**What this task involves**
Skip the pictures. Reproduce all other material exactly.

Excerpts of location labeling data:
##########
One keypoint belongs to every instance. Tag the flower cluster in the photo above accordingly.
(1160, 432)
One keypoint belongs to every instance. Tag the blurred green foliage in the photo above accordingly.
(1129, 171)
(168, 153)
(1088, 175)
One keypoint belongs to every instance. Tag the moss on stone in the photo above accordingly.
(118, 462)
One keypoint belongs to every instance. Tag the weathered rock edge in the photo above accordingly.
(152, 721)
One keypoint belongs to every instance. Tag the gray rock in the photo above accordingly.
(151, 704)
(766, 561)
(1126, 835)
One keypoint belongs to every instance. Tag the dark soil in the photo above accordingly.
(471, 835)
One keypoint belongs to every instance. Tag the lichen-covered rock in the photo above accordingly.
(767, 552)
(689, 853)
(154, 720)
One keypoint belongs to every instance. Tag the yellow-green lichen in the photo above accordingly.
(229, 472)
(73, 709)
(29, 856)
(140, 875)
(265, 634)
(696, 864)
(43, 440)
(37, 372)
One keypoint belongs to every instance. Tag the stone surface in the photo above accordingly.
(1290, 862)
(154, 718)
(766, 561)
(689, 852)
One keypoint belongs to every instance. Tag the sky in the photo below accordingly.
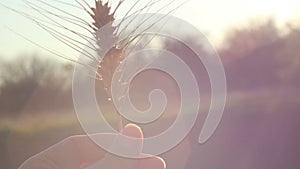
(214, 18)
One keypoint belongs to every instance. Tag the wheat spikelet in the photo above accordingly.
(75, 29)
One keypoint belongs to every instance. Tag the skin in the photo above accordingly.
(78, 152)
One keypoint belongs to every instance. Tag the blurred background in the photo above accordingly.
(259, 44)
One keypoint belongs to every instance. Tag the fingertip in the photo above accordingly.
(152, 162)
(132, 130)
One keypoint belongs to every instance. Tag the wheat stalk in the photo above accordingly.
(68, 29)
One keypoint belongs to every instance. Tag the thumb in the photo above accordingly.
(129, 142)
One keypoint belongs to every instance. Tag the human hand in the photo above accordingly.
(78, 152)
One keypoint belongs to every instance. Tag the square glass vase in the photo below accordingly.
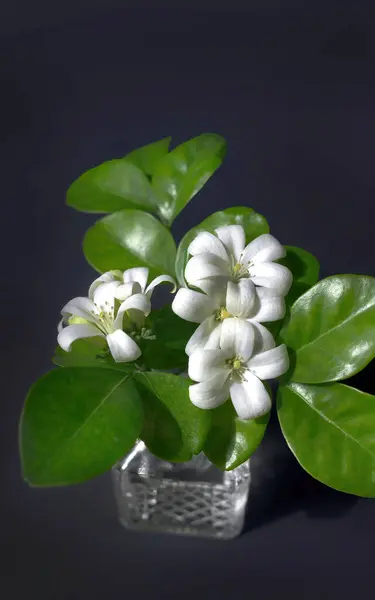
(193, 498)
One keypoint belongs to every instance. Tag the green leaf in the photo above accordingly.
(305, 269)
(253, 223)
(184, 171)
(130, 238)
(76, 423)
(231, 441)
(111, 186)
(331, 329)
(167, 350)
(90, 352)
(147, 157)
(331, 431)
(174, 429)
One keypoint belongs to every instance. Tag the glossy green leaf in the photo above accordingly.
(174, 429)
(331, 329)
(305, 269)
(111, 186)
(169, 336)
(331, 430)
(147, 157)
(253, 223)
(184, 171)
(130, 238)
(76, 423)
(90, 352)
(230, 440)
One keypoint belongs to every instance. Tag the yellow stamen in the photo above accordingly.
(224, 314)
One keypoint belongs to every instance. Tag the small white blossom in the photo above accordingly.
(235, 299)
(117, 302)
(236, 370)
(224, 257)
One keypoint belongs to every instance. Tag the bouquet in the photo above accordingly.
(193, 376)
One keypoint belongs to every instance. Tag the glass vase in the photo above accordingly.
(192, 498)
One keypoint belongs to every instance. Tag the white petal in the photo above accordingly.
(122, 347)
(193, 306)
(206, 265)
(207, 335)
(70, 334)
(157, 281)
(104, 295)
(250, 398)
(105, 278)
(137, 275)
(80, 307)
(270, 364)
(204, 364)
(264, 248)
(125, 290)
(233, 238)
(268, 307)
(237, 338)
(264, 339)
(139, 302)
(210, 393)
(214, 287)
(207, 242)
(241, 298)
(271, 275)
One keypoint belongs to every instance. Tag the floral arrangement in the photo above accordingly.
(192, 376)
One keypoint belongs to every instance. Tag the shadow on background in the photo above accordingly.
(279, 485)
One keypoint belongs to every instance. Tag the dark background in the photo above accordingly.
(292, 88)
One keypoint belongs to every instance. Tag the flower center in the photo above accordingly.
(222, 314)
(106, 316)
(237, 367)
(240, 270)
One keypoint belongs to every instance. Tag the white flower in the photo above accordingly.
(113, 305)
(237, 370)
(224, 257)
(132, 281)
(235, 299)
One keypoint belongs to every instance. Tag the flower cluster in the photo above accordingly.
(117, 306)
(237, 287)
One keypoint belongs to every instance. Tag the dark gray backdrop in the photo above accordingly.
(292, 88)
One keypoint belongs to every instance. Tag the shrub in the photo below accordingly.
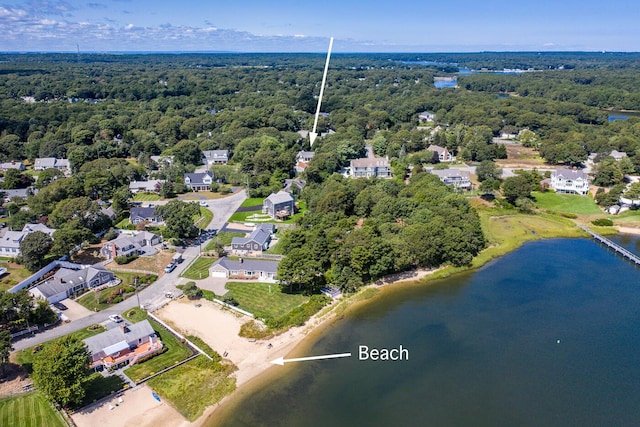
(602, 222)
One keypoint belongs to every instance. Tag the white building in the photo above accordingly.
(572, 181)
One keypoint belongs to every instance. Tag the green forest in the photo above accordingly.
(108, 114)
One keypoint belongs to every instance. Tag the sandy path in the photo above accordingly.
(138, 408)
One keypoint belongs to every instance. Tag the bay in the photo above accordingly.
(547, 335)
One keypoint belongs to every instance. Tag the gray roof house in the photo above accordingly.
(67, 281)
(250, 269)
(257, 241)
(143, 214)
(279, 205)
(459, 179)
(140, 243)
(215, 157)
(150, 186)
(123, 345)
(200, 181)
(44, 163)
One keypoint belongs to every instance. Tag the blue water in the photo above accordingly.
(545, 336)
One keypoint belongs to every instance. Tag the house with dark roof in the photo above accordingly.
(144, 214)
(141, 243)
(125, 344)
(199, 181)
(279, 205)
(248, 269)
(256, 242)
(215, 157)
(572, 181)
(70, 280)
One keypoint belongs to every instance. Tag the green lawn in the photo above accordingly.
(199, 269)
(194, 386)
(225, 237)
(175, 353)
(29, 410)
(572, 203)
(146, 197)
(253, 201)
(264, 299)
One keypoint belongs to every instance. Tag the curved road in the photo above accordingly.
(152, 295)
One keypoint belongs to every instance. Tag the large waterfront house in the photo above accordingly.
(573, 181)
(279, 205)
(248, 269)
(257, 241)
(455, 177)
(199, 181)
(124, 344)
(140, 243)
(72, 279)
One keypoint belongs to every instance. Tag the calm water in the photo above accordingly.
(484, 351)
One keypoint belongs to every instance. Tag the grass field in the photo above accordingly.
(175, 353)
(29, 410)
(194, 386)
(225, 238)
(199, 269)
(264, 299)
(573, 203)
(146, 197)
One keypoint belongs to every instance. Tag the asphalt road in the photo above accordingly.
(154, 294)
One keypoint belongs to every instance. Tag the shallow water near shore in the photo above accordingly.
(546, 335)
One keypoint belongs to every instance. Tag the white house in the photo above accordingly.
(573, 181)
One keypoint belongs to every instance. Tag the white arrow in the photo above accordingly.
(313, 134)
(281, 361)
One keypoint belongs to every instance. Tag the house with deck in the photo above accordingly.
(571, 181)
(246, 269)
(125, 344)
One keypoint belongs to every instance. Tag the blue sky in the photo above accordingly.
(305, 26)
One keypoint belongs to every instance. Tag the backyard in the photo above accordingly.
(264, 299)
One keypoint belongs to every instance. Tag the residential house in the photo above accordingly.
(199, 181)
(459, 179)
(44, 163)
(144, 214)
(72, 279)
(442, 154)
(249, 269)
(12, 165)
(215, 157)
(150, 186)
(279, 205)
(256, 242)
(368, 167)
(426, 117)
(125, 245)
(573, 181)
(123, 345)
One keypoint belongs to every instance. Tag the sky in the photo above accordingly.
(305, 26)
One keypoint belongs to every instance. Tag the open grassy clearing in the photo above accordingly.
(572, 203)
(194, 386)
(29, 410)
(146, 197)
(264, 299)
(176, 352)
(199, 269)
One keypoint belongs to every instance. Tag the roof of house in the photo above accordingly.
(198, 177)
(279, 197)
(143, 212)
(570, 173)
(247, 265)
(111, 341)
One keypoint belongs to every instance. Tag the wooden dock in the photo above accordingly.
##########
**Written answer**
One keypoint belongs to every instance. Tag the flower cluster in the photo above accordingly.
(1160, 432)
One keypoint belongs to every instance. Tag the blurred green foliage in the photo above accordingly.
(1129, 171)
(168, 153)
(1088, 175)
One keypoint belongs to every instance. Tag the moss on stone in the photo above accordingly.
(118, 462)
One keypoint belongs to every instance. Tag the weathered rock edge in the photo above accordingly.
(152, 721)
One keypoint belongs to every instance. Tag the gray rock in the photo above accordingly.
(151, 704)
(766, 561)
(1126, 835)
One keypoint belongs to every instance. Tag the dark soil in the photo above accordingly.
(471, 835)
One keypoint belongs to every instance. Tag the lichen-covered rock in the photo above accordingly.
(767, 552)
(689, 853)
(154, 720)
One keypoint belongs to every instance. Tag the yellow-green lichen in the photo above accordingly.
(229, 472)
(73, 709)
(29, 856)
(140, 875)
(265, 634)
(696, 864)
(43, 440)
(37, 372)
One keypoint belongs to every instance. Tag the stone surface in the photo above accordingly.
(1290, 862)
(154, 718)
(766, 561)
(689, 852)
One keypoint belongs to every instance. Tag the sky in the photo below accordingly.
(214, 18)
One keypoint belongs to every instance. Tag the wheat spikelet in the photo above accordingly.
(75, 29)
One keypoint belongs to every instance. Tag the skin in the photo above accordingly.
(78, 152)
One keypoint belongs to every instance. Tag the blurred background in the photo above accordingly.
(259, 44)
One keypoint belongs to every instance. Tag the fingertip in the photo above accordingly.
(152, 162)
(132, 130)
One keypoint belongs to every instance. Tag the wheat stalk in the photo above accordingly.
(68, 29)
One keypoint belongs to every instance. Tag the thumb in the photo above accordingly.
(129, 142)
One keypoint belongs to every instance. Tag the human hand in the photo above accordingly.
(78, 152)
One keypoint belongs to every instance. Tag the square glass vase in the photo below accordingly.
(193, 498)
One keypoint belongs to every instance. Tag the green leaf in the photo above accordingly.
(305, 269)
(253, 223)
(184, 171)
(130, 238)
(76, 423)
(231, 441)
(111, 186)
(331, 329)
(167, 350)
(90, 352)
(147, 157)
(331, 431)
(174, 429)
One keypoint belongs to every instance. Tag the glossy green leaf in the photo above accordingly.
(174, 429)
(331, 329)
(305, 269)
(111, 186)
(169, 336)
(331, 430)
(147, 157)
(253, 223)
(184, 171)
(130, 238)
(76, 423)
(90, 352)
(230, 440)
One keypoint belongs to every instance. Tag the yellow stamen in the photo above accordingly.
(224, 314)
One keypoint belongs to every instance. Tag the small white blossom in the photo above accordingly.
(235, 299)
(117, 302)
(236, 370)
(224, 257)
One keypoint belongs to every instance. Tag the bouquet in the photo above accordingly.
(193, 376)
One keypoint belongs to every instance. Tag the glass vase in the photo above accordingly.
(192, 498)
One keypoint belongs to every instance. Tag the white petal in the photo above accordingly.
(122, 347)
(193, 306)
(206, 265)
(207, 335)
(70, 334)
(157, 281)
(104, 295)
(250, 398)
(105, 278)
(137, 275)
(80, 307)
(270, 364)
(204, 364)
(264, 248)
(125, 290)
(233, 238)
(268, 307)
(237, 338)
(264, 339)
(139, 302)
(210, 393)
(214, 287)
(207, 242)
(241, 298)
(271, 275)
One keypoint belongs to every instance. Tag the floral arrangement in the photo above accordingly.
(192, 376)
One keypoint belongs to every instance. Tag the shadow on background in the photo above accordingly.
(279, 485)
One keypoint belongs to every instance. Tag the dark background in the photo above accordingly.
(292, 88)
One keypoint belongs to every instance. Tag the flower center in the photo above accordingly.
(222, 314)
(106, 316)
(237, 367)
(240, 270)
One keypoint belongs to every instance. Tag the white flower in the photo above accordingly.
(113, 305)
(237, 370)
(224, 257)
(132, 281)
(235, 299)
One keypoint belongs to every instance. Tag the flower cluster in the photo above accordingly.
(117, 306)
(237, 287)
One keypoint belongs to every instance. Tag the dark gray backdrop in the photo above accordingly.
(292, 88)
One keypoint belongs to every instance. Tag the shrub in the photo below accordingly.
(602, 222)
One keypoint belongs to every instance. Tag the white building in the photo above accordingly.
(572, 181)
One keypoint belongs to every instance. Tag the green forest in the photo above accordingly.
(108, 114)
One keypoint belongs to every instance. Tag the sandy path in the photo above accordingly.
(138, 408)
One keypoint belongs to every instance. Tag the bay in the photo above accordingly.
(547, 335)
One keypoint belongs to every instance. Tag the gray roof house in the photo above accordingly.
(67, 281)
(250, 269)
(257, 241)
(143, 214)
(279, 205)
(459, 179)
(140, 243)
(215, 157)
(150, 186)
(123, 345)
(200, 181)
(44, 163)
One keypoint belongs to every instance. Tag the blue water in the photo above accordingly.
(545, 336)
One keypoint belongs to every instance. Tag the house with dark roof in the photo above accordingly.
(144, 214)
(141, 243)
(125, 344)
(199, 181)
(279, 205)
(248, 269)
(256, 242)
(215, 157)
(572, 181)
(70, 280)
One keypoint belongs to every instance. Tag the green lawn in the photo above accordingly.
(199, 269)
(194, 386)
(225, 237)
(175, 353)
(29, 410)
(572, 203)
(146, 197)
(253, 201)
(264, 299)
One keypoint belongs to every instance. Tag the curved road in the photo above accordingly.
(152, 295)
One keypoint belongs to every instance. Tag the large waterfront house in the photo above accordingly.
(573, 181)
(279, 205)
(248, 269)
(257, 241)
(455, 177)
(199, 181)
(124, 344)
(140, 243)
(72, 279)
One keypoint belongs to every instance. Tag the calm water in the photo above accordingly.
(484, 351)
One keypoint belongs to every instance. Tag the grass field in the photo above accordingly.
(175, 353)
(29, 410)
(194, 386)
(225, 238)
(199, 269)
(264, 299)
(573, 203)
(146, 197)
One keypoint belongs to every instance. Tag the asphalt road in the photo above accordingly.
(154, 294)
One keypoint belongs to every instance. Tag the shallow water near shore in the photo above accordingly.
(546, 335)
One keypoint belongs to every instance. Tag the white house in the photo above accordingly.
(573, 181)
One keypoint belongs to every instance. Tag the white arrow in the photo above accordingly.
(313, 134)
(281, 361)
One keypoint belongs to every instance. Tag the house with deck in the photo above accordingly.
(571, 181)
(246, 269)
(125, 344)
One keypoint belongs to every instance. Tag the blue sky in the photo above accordingly.
(305, 26)
One keypoint belongs to every instance. Tag the backyard in the photo above accordingly.
(264, 299)
One keypoint belongs to every instance. Tag the residential house in the photo above accordingly.
(199, 181)
(459, 179)
(44, 163)
(144, 214)
(72, 279)
(442, 154)
(249, 269)
(12, 165)
(215, 157)
(150, 186)
(279, 205)
(256, 242)
(368, 167)
(426, 117)
(125, 245)
(573, 181)
(123, 345)
One keypoint belongs to every instance. Tag the sky in the photo above accordingly.
(305, 26)
One keypoint belongs to every instance. Tag the open grassy clearing in the photo above accordingly.
(572, 203)
(194, 386)
(29, 410)
(146, 197)
(264, 299)
(176, 352)
(199, 269)
One keypoint belongs to every instance. Tag the roof of house in the photo above accordingly.
(198, 177)
(279, 197)
(143, 212)
(570, 173)
(247, 265)
(111, 341)
One keypoint belongs to every instance. Tag the wooden dock in the photo above accordingly.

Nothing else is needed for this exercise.